EXERCISE DETAILS:
From the rows below, pull out each line containing the word "shoe" and list those lines.

GIVEN RECORDS:

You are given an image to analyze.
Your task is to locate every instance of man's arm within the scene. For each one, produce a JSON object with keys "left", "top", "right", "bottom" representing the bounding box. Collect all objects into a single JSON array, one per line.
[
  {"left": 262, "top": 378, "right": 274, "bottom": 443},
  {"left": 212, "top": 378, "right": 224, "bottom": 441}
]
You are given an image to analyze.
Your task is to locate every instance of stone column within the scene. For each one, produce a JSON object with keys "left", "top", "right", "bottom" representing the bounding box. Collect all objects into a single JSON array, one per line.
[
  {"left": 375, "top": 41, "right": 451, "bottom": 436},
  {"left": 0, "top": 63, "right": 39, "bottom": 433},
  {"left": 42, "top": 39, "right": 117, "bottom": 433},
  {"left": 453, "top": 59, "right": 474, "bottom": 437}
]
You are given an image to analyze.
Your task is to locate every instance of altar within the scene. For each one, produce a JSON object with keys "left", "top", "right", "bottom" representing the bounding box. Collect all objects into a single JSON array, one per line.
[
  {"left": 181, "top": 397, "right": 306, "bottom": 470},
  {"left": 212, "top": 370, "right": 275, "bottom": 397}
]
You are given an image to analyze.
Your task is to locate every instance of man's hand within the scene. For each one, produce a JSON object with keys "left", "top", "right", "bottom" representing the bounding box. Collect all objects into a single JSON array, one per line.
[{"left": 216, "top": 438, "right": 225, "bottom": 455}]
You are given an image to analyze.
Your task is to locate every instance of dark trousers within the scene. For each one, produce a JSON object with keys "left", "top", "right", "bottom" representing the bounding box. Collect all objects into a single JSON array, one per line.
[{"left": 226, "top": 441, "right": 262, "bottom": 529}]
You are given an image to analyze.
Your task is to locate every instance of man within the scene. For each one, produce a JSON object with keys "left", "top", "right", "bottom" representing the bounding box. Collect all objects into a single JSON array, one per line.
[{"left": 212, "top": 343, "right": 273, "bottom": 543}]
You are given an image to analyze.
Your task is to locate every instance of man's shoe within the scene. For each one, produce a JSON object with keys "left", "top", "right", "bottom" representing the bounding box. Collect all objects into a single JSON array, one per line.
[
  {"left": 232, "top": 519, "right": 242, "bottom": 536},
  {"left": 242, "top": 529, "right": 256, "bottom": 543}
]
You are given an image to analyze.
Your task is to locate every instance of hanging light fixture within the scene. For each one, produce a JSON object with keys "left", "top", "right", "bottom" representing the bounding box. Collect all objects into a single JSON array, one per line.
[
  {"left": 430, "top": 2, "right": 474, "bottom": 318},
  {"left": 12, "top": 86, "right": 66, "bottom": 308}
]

* * *

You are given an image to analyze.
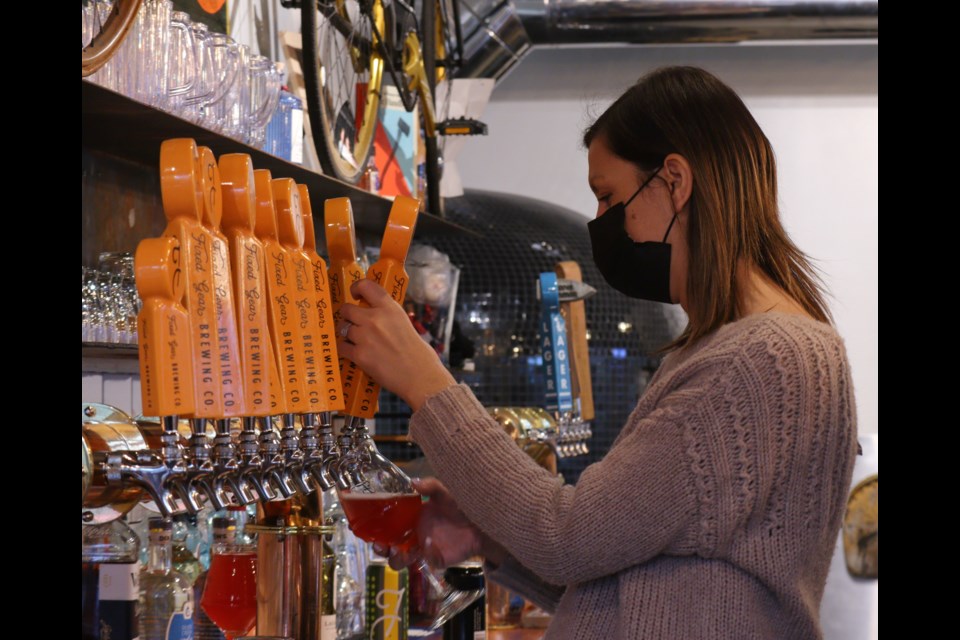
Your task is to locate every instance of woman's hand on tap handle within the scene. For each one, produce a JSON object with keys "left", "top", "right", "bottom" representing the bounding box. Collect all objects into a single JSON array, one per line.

FINISHED ANSWER:
Your task is to locate every instance of man's shoe within the scene. For each one, produce a JSON object with keys "left", "top", "right", "bottom" representing the bounding box. Collect all objects into a single JSON array, one per line.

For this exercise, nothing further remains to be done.